=== DATASET RECORDS ===
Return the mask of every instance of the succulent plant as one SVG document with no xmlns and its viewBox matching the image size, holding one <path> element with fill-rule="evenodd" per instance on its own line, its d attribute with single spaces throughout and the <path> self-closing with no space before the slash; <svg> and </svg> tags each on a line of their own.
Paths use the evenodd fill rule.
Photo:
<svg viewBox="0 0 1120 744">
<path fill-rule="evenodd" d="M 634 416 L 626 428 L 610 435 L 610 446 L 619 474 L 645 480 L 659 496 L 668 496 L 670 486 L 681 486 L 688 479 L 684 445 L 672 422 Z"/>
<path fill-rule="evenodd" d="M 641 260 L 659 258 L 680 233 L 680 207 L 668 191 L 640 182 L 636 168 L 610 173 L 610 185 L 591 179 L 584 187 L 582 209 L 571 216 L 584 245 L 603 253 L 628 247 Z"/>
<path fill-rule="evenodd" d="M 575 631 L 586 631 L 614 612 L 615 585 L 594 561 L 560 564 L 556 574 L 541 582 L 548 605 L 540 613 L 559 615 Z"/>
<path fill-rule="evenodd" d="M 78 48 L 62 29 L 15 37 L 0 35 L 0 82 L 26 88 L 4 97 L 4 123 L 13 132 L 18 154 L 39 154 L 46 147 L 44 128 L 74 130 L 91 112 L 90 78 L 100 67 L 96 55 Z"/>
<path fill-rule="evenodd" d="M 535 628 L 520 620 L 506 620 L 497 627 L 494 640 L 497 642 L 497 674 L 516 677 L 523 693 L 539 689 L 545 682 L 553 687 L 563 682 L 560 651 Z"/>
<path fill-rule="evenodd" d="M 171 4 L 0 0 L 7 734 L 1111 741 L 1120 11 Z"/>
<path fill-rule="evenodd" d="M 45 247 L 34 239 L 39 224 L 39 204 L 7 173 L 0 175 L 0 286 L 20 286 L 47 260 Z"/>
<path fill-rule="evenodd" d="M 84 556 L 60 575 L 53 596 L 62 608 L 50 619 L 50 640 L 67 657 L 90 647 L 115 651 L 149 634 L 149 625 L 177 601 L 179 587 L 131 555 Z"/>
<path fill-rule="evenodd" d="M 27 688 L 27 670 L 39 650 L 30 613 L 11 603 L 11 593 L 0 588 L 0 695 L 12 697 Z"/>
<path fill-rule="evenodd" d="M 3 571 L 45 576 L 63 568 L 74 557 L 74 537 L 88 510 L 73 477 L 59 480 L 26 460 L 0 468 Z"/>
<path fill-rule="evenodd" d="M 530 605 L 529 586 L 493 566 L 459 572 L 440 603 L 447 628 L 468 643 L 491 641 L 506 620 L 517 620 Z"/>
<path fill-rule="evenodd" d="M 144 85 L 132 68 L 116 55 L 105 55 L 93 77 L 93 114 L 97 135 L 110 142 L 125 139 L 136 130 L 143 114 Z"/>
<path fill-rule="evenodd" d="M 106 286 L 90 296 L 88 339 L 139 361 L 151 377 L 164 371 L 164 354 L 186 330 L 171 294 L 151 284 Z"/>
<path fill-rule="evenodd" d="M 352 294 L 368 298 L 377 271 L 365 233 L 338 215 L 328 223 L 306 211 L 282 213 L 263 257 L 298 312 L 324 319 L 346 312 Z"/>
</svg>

=== TASK DIRECTIONS ===
Report every line in the listing above that contains the string "viewBox", copying each such line in full.

=== THE ANSWER ===
Return the mask of every instance of the succulent plant as one SVG document with no xmlns and its viewBox matching the image size, holding one <path> element with fill-rule="evenodd" per instance on its own line, its d attribute with single spaces throughout and the <path> self-closing with no space before the slash; <svg> and </svg> tags each on a line of their own.
<svg viewBox="0 0 1120 744">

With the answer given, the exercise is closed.